• [WHAT TO DO]
A) Reproduce everything in the passage on the Chokwe people from "Related ethnic groups" down to "of the seasons.".
B) According to the passage on the Chokwe people, during which months does the rainy season occur in the Chokwe region?
C) Write a continuation of the passage on the Chokwe people that picks up after its final sentence.

• [READING TEXT]

== == ==

Regions with significant populations
- Angola, Congo DR, Zambia

Languages
- Chokwe; many also speak French, Portuguese or English

Religion
- Christian, Animist

Related ethnic groups
- Ambundu, Ovimbundu, Luba, Lunda, Lwena, Songo

= Chokwe people =

Ethnic group of Central and Southern Africa

The Chokwe people, known by many other names (including Kioko, Bajokwe, Chibokwe, Kibokwe, Ciokwe, Cokwe or Badjok), are a Bantu ethnic group of Central and Southern Africa. They are found primarily in Angola, southwestern parts of the Democratic Republic of the Congo (Kinshasa to Lualaba), and northwestern parts of Zambia.

There are two distinct seasons that occur in the Chokwe region: a rainy season between October and April, and a dry season for the remainder of the year. This weather had a huge impact on village life; the Chokwe farmed, hunted, fished, and built houses according to the changing of the seasons.

== == ==

• [SOURCE DATA]
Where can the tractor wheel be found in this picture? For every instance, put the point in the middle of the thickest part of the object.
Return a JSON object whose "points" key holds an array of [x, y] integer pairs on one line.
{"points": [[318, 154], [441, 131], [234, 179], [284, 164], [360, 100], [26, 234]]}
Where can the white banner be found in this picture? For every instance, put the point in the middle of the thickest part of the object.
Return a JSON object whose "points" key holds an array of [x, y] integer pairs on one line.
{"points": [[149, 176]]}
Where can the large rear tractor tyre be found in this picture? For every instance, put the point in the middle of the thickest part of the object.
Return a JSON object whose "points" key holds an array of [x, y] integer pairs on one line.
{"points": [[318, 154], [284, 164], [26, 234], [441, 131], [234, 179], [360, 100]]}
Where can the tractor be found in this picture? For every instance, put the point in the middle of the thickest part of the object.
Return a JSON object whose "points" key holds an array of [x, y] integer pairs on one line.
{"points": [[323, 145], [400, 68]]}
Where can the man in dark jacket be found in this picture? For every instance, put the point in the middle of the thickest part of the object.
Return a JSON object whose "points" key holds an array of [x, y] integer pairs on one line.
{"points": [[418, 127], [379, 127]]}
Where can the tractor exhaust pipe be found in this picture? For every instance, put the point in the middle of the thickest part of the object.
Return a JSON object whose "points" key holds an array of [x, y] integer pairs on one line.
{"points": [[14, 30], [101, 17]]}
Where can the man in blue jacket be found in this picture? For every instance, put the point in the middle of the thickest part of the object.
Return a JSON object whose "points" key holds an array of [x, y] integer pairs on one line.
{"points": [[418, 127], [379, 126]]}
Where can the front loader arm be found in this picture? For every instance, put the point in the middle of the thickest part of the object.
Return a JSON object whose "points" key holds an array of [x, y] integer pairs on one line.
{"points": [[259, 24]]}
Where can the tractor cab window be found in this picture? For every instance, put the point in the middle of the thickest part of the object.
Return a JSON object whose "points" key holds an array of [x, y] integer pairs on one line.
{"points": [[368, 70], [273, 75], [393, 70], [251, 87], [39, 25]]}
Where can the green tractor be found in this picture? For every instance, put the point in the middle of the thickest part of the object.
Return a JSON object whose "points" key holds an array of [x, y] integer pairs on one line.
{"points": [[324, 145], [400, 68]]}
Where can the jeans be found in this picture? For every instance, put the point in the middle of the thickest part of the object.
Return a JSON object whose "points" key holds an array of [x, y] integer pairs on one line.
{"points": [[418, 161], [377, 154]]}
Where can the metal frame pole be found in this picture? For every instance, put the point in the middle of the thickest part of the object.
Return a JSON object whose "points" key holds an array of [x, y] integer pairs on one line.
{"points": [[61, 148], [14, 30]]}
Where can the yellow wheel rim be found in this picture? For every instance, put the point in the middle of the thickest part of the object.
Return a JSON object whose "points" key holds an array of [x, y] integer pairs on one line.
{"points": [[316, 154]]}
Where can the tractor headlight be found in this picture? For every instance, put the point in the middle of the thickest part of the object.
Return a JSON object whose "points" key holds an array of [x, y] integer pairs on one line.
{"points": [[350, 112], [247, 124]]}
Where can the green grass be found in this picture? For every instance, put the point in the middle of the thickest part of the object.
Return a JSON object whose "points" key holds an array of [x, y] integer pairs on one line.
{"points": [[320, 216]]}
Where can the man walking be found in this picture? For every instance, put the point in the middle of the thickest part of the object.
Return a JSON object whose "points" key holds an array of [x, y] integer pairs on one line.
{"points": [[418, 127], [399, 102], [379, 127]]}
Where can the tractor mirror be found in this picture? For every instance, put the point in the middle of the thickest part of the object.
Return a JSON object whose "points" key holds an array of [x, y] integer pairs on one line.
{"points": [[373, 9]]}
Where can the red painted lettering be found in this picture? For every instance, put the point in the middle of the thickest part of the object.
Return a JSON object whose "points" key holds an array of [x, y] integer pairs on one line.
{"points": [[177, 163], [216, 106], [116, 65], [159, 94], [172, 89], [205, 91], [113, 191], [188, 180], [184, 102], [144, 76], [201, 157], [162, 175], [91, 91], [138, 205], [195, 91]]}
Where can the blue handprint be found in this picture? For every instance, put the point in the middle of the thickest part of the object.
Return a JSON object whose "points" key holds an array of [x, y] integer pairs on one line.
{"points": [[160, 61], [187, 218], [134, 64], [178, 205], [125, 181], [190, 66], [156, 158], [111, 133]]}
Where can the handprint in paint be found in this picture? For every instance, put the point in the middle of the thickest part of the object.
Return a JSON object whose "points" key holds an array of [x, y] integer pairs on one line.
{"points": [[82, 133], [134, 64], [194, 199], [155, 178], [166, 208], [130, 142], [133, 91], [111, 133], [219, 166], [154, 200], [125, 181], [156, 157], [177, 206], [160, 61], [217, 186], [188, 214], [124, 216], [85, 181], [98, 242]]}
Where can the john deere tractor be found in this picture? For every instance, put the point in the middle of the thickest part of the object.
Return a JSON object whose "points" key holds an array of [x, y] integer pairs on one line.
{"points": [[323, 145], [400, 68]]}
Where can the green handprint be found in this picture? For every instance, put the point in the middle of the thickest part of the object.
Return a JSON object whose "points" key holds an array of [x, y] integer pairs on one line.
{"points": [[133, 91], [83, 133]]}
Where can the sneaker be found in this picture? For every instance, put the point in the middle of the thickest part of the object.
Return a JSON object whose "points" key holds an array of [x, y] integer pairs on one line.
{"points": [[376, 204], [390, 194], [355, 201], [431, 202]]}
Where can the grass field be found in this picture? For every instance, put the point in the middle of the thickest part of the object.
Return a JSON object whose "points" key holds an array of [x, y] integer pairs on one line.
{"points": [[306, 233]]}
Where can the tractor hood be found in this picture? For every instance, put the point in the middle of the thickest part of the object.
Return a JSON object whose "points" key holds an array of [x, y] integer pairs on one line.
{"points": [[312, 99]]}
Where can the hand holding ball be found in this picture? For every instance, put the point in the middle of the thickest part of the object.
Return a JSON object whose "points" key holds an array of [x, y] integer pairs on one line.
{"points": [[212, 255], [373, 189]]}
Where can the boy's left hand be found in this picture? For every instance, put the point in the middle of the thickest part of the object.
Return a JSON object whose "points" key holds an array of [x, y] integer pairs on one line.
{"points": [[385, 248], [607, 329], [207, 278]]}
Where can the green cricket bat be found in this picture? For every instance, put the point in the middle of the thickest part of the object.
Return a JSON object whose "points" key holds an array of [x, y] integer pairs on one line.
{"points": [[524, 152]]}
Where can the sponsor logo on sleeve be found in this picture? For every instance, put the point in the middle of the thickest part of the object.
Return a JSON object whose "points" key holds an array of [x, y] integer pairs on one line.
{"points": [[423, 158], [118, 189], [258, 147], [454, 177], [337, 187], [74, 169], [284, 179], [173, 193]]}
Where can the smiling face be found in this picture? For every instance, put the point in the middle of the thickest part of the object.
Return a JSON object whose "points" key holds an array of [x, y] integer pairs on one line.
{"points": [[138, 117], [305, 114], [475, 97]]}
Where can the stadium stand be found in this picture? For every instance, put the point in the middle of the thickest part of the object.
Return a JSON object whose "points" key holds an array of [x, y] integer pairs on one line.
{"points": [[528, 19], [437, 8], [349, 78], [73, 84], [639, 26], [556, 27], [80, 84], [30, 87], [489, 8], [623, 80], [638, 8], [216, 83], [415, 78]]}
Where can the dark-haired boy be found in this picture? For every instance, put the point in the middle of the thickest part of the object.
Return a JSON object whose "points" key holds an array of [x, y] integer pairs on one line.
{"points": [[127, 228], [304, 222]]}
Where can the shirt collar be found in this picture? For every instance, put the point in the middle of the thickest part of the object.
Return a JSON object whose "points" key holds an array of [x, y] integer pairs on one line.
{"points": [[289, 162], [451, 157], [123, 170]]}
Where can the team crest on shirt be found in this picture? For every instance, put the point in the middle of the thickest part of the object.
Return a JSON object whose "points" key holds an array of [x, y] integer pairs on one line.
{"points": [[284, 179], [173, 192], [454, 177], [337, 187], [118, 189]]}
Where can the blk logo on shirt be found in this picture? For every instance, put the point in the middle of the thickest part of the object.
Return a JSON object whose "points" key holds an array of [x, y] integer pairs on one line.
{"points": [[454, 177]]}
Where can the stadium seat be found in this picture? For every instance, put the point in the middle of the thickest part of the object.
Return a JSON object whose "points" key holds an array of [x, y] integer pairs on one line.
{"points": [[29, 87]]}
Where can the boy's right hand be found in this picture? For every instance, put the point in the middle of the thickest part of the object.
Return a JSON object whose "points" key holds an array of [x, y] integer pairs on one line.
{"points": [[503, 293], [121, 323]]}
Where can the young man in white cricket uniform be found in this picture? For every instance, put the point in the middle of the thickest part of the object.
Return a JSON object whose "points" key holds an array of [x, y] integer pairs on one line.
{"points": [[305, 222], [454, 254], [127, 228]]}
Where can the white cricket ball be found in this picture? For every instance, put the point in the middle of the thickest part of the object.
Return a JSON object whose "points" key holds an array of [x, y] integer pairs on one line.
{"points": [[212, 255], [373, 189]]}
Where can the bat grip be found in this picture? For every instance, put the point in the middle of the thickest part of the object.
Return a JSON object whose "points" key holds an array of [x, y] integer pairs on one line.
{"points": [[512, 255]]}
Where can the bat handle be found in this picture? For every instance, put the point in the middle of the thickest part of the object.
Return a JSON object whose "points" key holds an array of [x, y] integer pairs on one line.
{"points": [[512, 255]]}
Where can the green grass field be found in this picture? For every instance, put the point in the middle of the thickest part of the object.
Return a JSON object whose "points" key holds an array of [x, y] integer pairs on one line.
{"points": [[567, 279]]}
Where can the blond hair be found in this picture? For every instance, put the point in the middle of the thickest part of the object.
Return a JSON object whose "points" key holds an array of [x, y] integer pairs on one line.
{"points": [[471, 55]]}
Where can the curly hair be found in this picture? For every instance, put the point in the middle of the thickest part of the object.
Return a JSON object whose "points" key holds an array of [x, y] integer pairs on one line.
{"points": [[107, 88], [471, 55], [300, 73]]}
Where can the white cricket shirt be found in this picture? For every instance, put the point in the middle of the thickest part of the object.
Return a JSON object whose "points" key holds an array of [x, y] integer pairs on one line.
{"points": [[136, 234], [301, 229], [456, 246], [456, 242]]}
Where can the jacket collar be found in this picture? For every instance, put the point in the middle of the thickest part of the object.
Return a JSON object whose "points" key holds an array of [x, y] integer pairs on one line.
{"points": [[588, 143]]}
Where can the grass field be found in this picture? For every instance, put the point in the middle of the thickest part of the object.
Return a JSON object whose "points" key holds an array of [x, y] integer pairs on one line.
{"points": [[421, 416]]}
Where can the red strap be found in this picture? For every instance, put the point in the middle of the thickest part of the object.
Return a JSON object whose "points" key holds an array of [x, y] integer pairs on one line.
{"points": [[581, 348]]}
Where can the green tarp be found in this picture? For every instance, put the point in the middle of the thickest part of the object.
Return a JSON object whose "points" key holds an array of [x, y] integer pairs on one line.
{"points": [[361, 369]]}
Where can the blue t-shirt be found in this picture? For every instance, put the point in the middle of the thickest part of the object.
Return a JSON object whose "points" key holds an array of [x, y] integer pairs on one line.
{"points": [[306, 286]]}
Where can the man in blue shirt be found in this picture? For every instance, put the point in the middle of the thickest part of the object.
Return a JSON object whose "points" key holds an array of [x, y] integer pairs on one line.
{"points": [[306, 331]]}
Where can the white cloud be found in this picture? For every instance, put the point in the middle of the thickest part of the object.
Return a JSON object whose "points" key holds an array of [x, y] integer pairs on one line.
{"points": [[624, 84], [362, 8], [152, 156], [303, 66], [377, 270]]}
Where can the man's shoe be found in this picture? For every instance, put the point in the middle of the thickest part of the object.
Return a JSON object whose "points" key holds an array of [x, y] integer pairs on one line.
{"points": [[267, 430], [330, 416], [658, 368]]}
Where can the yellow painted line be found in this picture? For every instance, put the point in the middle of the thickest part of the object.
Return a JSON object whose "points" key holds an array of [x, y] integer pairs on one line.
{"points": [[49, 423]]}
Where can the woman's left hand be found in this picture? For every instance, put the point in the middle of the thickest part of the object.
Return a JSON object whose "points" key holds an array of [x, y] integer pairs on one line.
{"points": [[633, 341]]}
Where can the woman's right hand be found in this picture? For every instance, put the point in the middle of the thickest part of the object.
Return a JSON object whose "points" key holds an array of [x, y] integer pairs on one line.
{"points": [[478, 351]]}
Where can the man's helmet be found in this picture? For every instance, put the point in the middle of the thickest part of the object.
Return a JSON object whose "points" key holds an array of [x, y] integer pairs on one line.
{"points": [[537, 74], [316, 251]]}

== == ==

• [ANSWERS BELOW]
A)
Related ethnic groups
- Ambundu, Ovimbundu, Luba, Lunda, Lwena, Songo

= Chokwe people =

Ethnic group of Central and Southern Africa

The Chokwe people, known by many other names (including Kioko, Bajokwe, Chibokwe, Kibokwe, Ciokwe, Cokwe or Badjok), are a Bantu ethnic group of Central and Southern Africa. They are found primarily in Angola, southwestern parts of the Democratic Republic of the Congo (Kinshasa to Lualaba), and northwestern parts of Zambia.

There are two distinct seasons that occur in the Chokwe region: a rainy season between October and April, and a dry season for the remainder of the year. This weather had a huge impact on village life; the Chokwe farmed, hunted, fished, and built houses according to the changing of the seasons.

B) The rainy season runs from October to April.

C)
The Chokwe people have many different forms of artwork and many extant examples are kept in museums abroad.

==Demographics and language==
Estimated to be about 1.3 million, their language is usually referred to as Chokwe (or Kichokwe, Tshokwe), a Bantu language in the Benue-Congo branch of Niger-Congo family of languages.

Many also speak the official languages of their countries: English in Zambia, French in Democratic Republic of Congo, and Portuguese (as first or second language) in Angola.

The Chokwe have many neighbors that consist of the Lunda, Pende, Mbangani, and Kete to the North; Minungu, Lwena, Luchazi, Mbwela, and Mbundato to the East; Holo, Mbundu, Imbangala, Songo, and Ovimbundu to the West; and the Kwanyama to the South. Many of these ethnic groups have historical links to the Chokwe as well as sharing many traditions and speaking similar languages.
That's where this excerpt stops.